* Directive *
Your task is to output the entries below word for word.

[Position identification records]
(begin)

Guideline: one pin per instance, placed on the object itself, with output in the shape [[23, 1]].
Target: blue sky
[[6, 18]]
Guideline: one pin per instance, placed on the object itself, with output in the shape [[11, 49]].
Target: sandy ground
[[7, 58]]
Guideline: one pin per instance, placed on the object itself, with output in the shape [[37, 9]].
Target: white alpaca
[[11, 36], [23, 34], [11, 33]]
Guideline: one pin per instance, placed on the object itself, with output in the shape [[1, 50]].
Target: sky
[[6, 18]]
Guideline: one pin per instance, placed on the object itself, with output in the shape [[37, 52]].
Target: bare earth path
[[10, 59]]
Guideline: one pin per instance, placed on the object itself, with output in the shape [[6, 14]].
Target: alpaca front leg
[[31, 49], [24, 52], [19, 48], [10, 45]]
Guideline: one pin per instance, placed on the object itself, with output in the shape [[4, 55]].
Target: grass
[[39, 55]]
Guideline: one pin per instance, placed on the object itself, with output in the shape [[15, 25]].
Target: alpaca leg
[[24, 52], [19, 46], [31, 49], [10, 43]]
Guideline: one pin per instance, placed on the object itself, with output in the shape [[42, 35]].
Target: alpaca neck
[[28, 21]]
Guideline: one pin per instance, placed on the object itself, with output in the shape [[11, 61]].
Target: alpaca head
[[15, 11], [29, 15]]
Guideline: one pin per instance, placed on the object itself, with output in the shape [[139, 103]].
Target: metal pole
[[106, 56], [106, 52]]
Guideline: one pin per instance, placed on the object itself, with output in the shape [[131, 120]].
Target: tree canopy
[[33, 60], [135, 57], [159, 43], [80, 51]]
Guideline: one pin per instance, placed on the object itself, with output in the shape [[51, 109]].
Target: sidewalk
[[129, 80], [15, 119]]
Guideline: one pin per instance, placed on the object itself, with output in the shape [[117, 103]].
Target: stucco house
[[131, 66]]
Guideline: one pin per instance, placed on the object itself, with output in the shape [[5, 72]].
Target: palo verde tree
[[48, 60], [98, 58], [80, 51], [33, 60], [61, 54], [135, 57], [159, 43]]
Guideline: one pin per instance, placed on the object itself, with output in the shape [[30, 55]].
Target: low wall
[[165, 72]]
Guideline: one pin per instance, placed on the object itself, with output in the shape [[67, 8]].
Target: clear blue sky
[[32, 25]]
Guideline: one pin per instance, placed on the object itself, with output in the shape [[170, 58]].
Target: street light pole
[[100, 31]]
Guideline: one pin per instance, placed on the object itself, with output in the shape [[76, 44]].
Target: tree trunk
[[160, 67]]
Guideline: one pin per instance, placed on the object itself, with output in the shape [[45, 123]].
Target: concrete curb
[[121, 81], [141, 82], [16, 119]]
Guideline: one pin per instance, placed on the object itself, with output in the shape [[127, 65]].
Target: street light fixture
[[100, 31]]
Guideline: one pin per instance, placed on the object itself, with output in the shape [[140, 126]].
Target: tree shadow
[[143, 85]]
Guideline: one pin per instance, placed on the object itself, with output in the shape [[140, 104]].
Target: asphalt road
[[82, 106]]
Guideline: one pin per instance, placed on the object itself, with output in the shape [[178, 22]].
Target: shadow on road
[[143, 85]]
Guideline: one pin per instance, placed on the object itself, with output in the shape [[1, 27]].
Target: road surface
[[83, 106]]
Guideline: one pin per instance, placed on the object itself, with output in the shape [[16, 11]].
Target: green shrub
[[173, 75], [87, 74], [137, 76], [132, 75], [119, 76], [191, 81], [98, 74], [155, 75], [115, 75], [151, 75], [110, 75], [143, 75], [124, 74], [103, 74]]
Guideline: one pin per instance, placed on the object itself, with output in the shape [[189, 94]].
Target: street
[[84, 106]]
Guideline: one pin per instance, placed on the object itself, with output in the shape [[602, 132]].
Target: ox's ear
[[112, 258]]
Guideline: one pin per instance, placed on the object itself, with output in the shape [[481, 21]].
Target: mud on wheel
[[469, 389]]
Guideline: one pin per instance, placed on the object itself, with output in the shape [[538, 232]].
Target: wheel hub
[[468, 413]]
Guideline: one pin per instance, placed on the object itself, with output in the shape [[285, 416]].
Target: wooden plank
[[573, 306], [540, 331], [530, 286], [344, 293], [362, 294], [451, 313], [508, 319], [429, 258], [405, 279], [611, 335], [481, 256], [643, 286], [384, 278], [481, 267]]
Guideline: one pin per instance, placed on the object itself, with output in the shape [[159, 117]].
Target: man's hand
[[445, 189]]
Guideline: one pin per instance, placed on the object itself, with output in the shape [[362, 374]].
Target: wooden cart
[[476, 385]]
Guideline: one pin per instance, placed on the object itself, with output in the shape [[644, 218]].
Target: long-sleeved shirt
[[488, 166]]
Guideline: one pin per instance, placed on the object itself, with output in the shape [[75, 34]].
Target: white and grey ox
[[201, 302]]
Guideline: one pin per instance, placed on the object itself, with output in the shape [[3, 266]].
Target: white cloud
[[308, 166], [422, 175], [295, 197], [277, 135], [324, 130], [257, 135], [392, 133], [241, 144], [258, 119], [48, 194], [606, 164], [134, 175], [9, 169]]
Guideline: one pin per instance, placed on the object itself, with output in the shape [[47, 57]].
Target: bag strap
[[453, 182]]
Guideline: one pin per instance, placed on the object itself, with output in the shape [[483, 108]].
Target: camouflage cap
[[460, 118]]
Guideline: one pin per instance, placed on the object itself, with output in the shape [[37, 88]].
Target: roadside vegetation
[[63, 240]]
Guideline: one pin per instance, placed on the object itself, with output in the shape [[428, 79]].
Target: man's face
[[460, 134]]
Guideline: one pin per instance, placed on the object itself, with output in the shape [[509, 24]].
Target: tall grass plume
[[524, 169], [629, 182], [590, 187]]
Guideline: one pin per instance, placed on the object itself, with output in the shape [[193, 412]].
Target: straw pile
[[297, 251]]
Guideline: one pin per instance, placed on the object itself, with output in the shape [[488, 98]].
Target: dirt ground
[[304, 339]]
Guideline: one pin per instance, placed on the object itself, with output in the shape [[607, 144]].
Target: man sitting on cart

(end)

* Task solution *
Guideline: one pin per instance, placed on the object itself, with output in the shape [[23, 1]].
Target: blue sky
[[6, 18]]
Guideline: one pin per instance, placed on the object itself, with output in the shape [[11, 49]].
Target: sandy ground
[[7, 58]]
Guideline: one pin per instance, placed on the object itself, with output in the shape [[37, 9]].
Target: white alpaca
[[11, 36], [23, 34], [11, 33]]
Guideline: one pin per instance, placed on the object itself, with output in the shape [[1, 50]].
Target: sky
[[6, 18]]
Guideline: one pin per instance, placed on the object itself, with output in the shape [[37, 52]].
Target: bare earth path
[[10, 59]]
Guideline: one pin per instance, placed on the object itself, with output in the shape [[6, 14]].
Target: alpaca front leg
[[31, 49], [24, 52], [19, 48], [10, 45]]
Guideline: one pin per instance, placed on the object itself, with output in the shape [[4, 55]].
Target: grass
[[39, 55]]
Guideline: one pin per instance, placed on the object itself, with output in the shape [[15, 25]].
Target: alpaca leg
[[24, 52], [19, 46], [31, 49], [10, 43]]
Guideline: one pin per instance, placed on the object itself, with output in the shape [[42, 35]].
Target: alpaca neck
[[28, 21]]
Guideline: one pin per instance, placed on the object itself, with output in the shape [[11, 61]].
Target: alpaca head
[[15, 11], [29, 15]]
Guideline: one pin per instance, placed on the object itself, with output in the shape [[139, 103]].
Target: metal pole
[[106, 56], [106, 52]]
Guideline: one pin per instance, placed on the object itself, with output in the shape [[131, 120]].
Target: tree canopy
[[33, 60], [135, 57], [159, 43], [80, 51]]
Guideline: one pin per instance, placed on the object itself, with output in the shape [[51, 109]].
Target: sidewalk
[[129, 80], [15, 119]]
Guideline: one pin per instance, placed on the object itself, with output in the shape [[117, 103]].
Target: stucco house
[[131, 66]]
Guideline: one pin per instance, placed on the object itself, with output in the shape [[5, 72]].
Target: palo verde tree
[[48, 60], [98, 58], [80, 51], [33, 60], [61, 54], [135, 57], [159, 43]]
Guideline: one pin per instance, placed on the object itself, with output in the shape [[30, 55]].
Target: low wall
[[165, 72]]
Guideline: one pin per instance, placed on the object itself, with output in the shape [[67, 8]].
Target: clear blue sky
[[32, 25]]
Guideline: one pin per instance, placed on the object itself, with output in the shape [[170, 58]].
Target: street light pole
[[100, 31]]
Guideline: one pin per instance, placed on the object itself, with output in the shape [[76, 44]].
Target: tree trunk
[[160, 67]]
Guideline: one pin per instance, placed on the object itself, with output in the shape [[45, 123]].
Target: concrete curb
[[121, 81], [141, 82], [16, 119]]
Guideline: one pin per instance, placed on the object itself, with output in the shape [[127, 65]].
Target: street light fixture
[[100, 31]]
Guideline: one pin per instance, placed on the object itself, with output in the shape [[140, 126]].
Target: tree shadow
[[143, 85]]
Guideline: one pin per instance, placed on the object itself, with output in the shape [[140, 104]].
Target: asphalt road
[[82, 106]]
Guideline: one pin per instance, placed on the object itself, with output in the shape [[178, 22]].
Target: shadow on road
[[143, 85]]
Guideline: one pin per instance, placed on the object itself, with output in the shape [[1, 27]].
Target: road surface
[[83, 106]]
Guideline: one pin per instance, placed on the object itself, with output in the shape [[16, 11]].
Target: green shrub
[[173, 75], [87, 74], [137, 76], [132, 75], [119, 76], [191, 81], [98, 74], [155, 75], [115, 75], [151, 75], [110, 75], [143, 75], [124, 74], [103, 74]]
Guideline: one pin per instance, placed on the object itself, with output in the shape [[189, 94]].
Target: street
[[84, 106]]
Guideline: one pin per instance, placed on the object itself, with output in the shape [[602, 132]].
Target: ox's ear
[[112, 258]]
Guideline: one pin per instance, placed on the object itself, with output in the shape [[481, 21]].
Target: mud on wheel
[[469, 389]]
Guideline: one pin per instance, placed on the object itself, with output in the shape [[538, 232]].
Target: wheel hub
[[468, 413]]
Guideline: one pin per instance, placed on the object itself, with output in the shape [[285, 416]].
Target: wooden plank
[[573, 306], [540, 331], [530, 286], [344, 293], [362, 294], [451, 313], [508, 319], [429, 258], [405, 279], [611, 335], [481, 256], [643, 286], [384, 278], [481, 267]]
Guideline: one pin per instance, placed on the object itself, with output in the shape [[159, 117]].
Target: man's hand
[[445, 189]]
Guideline: one pin per instance, placed on the object itself, with output in the shape [[362, 374]].
Target: wooden cart
[[476, 385]]
Guideline: one pin per instance, placed on the object itself, with output in the shape [[644, 218]].
Target: long-sleeved shirt
[[488, 166]]
Guideline: one pin per instance, placed on the object itself, with output in the shape [[75, 34]].
Target: white and grey ox
[[201, 302]]
Guideline: one pin per instance, placed on the object itself, with output in the shape [[3, 266]].
Target: white cloud
[[308, 166], [422, 175], [295, 197], [277, 135], [324, 130], [257, 135], [392, 133], [241, 144], [258, 119], [48, 194], [606, 164], [134, 175], [9, 169]]
Guideline: one pin per instance, placed on the object itself, with output in the shape [[47, 57]].
Target: bag strap
[[453, 182]]
Guideline: one pin per instance, placed on the object itself, with output in the shape [[483, 108]].
Target: camouflage cap
[[460, 118]]
Guideline: one pin per instance, placed on the object itself, with output in the shape [[37, 88]].
Target: roadside vegetation
[[63, 240]]
Guideline: one pin per instance, placed on the object itself, with output in the shape [[428, 79]].
Target: man's face
[[460, 134]]
Guideline: one pin per instance, placed on the object itself, with output in the shape [[509, 24]].
Target: tall grass plume
[[524, 169], [629, 182], [590, 187]]
Guideline: one pin per instance, placed on the object itself, with output in the shape [[193, 412]].
Target: straw pile
[[297, 251]]
Guideline: one pin per instance, placed on the object itself, with output in the shape [[488, 98]].
Target: dirt ground
[[304, 339]]
Guideline: one pin per instance, placed on the object itself, with output in the shape [[607, 144]].
Target: man sitting on cart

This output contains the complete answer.